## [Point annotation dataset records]
========

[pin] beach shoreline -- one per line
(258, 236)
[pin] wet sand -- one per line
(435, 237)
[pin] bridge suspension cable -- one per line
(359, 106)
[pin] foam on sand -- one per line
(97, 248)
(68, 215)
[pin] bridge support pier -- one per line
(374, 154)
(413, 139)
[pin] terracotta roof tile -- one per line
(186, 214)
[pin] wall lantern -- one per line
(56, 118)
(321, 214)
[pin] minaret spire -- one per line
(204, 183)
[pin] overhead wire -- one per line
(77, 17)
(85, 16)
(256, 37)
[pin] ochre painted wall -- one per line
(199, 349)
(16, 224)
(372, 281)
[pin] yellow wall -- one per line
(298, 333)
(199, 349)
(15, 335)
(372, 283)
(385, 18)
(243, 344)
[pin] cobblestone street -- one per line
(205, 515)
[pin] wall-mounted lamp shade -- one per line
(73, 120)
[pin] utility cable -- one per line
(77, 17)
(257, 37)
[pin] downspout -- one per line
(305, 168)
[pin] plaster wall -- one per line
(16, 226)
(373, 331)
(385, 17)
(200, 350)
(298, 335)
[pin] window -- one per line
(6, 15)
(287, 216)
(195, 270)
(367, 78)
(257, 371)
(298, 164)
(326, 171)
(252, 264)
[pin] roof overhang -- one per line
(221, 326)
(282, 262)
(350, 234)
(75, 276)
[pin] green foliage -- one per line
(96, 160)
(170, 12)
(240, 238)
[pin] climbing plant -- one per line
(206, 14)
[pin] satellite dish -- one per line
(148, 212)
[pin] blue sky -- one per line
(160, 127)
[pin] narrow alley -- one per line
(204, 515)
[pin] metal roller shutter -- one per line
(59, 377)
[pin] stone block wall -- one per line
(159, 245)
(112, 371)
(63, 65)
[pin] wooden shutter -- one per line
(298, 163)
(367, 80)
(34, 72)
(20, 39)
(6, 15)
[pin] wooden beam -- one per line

========

Repeat only what runs from the line holding "[pin] roof overhang -- one per line" to the end of the data, keeping every line exactly as written, first and last included.

## [In response]
[pin] roof overhang -- one per line
(221, 326)
(282, 262)
(350, 234)
(75, 276)
[pin] green foliage -- one per line
(96, 160)
(170, 12)
(240, 238)
[pin] climbing plant -- one per line
(206, 14)
[pin] satellite dish -- one per line
(148, 212)
[pin] blue sky -- one per line
(160, 127)
[pin] narrow alley -- one per line
(204, 515)
[pin] metal roller shutter -- one per line
(59, 377)
[pin] stone block wall -- one per line
(159, 245)
(112, 371)
(63, 65)
[pin] wooden shutter -- one per line
(298, 163)
(367, 80)
(34, 72)
(20, 39)
(6, 15)
[pin] wooden beam -- one per line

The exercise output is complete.